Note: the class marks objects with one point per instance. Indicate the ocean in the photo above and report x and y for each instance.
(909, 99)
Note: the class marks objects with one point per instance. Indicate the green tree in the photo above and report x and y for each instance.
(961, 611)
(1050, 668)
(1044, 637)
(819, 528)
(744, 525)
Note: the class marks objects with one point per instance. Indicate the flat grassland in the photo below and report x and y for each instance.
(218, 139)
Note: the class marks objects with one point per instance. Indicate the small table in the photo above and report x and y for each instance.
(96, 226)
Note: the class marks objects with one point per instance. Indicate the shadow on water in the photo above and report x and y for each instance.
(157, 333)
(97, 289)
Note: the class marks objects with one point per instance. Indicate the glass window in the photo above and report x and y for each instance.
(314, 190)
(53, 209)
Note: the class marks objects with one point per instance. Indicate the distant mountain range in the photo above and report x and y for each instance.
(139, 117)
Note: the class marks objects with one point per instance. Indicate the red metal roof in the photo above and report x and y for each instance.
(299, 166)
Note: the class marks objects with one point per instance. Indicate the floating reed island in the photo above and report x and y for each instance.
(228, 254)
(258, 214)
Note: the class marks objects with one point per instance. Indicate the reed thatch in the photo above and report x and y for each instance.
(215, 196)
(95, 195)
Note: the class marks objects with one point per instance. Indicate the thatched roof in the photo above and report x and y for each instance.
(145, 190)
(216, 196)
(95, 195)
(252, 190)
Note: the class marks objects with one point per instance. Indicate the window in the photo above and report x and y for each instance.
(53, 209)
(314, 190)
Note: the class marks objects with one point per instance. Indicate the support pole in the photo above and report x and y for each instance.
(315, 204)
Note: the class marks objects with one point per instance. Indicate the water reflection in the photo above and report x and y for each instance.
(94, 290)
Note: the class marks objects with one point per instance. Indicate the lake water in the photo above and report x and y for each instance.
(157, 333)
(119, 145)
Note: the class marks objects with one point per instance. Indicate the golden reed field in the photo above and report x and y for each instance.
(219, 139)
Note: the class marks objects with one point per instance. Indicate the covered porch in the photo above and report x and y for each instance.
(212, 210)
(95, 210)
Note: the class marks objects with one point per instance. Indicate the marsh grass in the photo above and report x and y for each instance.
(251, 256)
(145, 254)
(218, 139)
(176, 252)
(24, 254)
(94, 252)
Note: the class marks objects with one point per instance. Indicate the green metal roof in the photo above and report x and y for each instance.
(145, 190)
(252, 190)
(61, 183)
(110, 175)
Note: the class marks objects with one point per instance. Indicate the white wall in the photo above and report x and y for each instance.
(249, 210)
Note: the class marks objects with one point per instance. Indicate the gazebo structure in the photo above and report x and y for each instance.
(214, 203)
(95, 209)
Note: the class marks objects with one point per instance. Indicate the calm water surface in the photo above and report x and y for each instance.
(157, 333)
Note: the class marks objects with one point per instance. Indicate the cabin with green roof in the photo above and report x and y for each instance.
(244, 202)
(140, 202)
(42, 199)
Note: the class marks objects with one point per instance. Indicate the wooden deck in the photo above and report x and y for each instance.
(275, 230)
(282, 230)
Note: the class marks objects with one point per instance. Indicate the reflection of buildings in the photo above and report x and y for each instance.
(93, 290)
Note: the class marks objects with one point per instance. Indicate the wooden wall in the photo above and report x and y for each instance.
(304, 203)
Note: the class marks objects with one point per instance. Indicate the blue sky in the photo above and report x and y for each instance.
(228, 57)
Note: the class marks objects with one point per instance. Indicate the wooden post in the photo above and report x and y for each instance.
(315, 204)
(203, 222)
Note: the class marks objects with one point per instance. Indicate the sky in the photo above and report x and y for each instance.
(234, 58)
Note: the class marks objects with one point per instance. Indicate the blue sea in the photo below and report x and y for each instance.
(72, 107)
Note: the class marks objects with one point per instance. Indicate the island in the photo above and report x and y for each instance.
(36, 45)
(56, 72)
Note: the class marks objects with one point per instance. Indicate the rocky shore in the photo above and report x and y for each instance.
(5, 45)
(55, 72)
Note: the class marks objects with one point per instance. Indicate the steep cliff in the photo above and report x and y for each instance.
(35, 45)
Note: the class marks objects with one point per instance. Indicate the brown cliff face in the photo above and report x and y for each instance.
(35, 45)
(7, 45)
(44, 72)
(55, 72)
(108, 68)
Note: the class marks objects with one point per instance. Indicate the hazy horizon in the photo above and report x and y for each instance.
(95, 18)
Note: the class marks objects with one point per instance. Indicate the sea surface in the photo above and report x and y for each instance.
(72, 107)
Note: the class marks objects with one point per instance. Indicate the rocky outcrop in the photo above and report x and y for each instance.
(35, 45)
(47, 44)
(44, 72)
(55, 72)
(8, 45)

◆ ◆ ◆ ◆ ◆ ◆ ◆

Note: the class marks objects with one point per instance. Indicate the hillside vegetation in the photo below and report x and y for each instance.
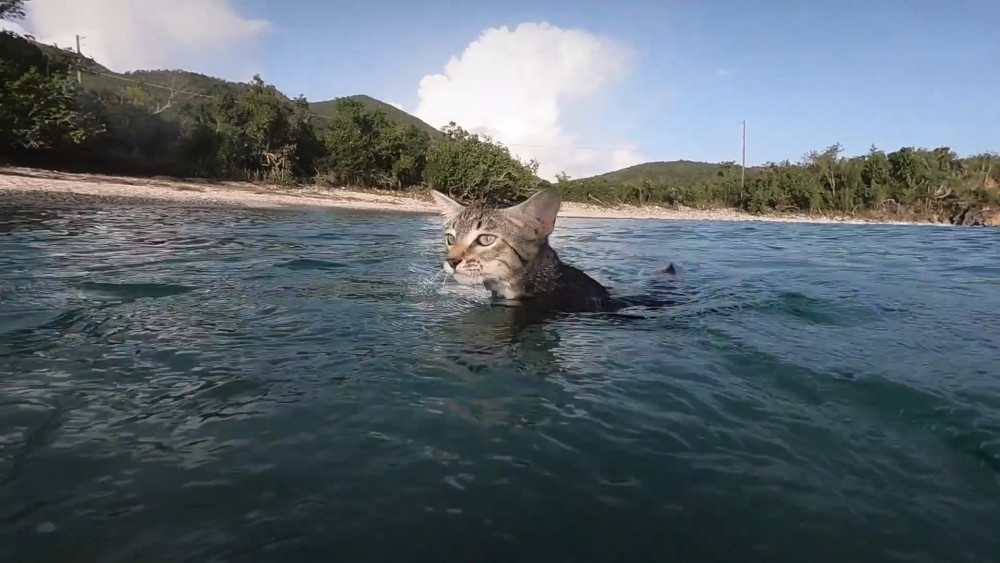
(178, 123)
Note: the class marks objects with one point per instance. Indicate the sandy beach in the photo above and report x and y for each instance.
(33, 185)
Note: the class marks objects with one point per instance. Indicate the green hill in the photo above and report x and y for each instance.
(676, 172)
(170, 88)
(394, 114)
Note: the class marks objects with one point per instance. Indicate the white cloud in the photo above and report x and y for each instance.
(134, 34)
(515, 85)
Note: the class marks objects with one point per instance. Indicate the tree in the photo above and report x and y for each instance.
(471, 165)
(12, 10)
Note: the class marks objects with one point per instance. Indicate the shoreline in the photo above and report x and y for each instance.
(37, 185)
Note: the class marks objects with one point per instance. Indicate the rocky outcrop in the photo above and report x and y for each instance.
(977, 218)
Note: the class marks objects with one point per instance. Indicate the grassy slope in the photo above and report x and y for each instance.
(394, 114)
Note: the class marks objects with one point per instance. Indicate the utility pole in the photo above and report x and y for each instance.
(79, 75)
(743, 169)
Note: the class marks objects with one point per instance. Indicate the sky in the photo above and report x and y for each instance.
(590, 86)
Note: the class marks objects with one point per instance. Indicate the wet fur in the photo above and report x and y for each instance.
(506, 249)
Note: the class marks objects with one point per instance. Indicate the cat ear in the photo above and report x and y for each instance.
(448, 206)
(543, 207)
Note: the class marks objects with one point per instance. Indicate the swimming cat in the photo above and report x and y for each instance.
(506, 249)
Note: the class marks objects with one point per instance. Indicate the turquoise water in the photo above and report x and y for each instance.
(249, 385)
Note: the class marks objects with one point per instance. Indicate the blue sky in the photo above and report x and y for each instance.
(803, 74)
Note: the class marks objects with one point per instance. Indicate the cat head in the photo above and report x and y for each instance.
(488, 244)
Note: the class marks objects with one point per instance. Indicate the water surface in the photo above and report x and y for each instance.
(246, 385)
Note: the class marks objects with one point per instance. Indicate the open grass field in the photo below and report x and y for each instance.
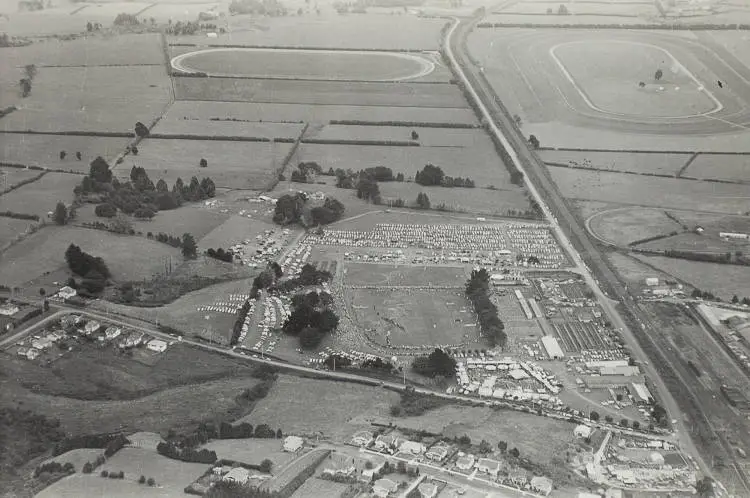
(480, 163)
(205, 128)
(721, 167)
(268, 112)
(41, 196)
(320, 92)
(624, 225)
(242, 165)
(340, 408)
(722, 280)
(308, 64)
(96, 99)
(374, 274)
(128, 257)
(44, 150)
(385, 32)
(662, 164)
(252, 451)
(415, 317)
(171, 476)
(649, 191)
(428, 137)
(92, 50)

◆ ◆ ◆ ◆ ◆ ◆ ◆

● **Directions for this task**
Pull out every line above that contains the word "wooden" and copy each one in full.

● **Result**
Note: the class marks objects with one point per instance. Indicate the wooden deck in the photo above and report x and y for each instance.
Note: the class marks objects with one point per instance. Indicate the wooden wall in the photo above and report x and y for each instance.
Note: the class marks objects with one point per instance. Indicate the wooden post in the photo above and report x and y for each instance.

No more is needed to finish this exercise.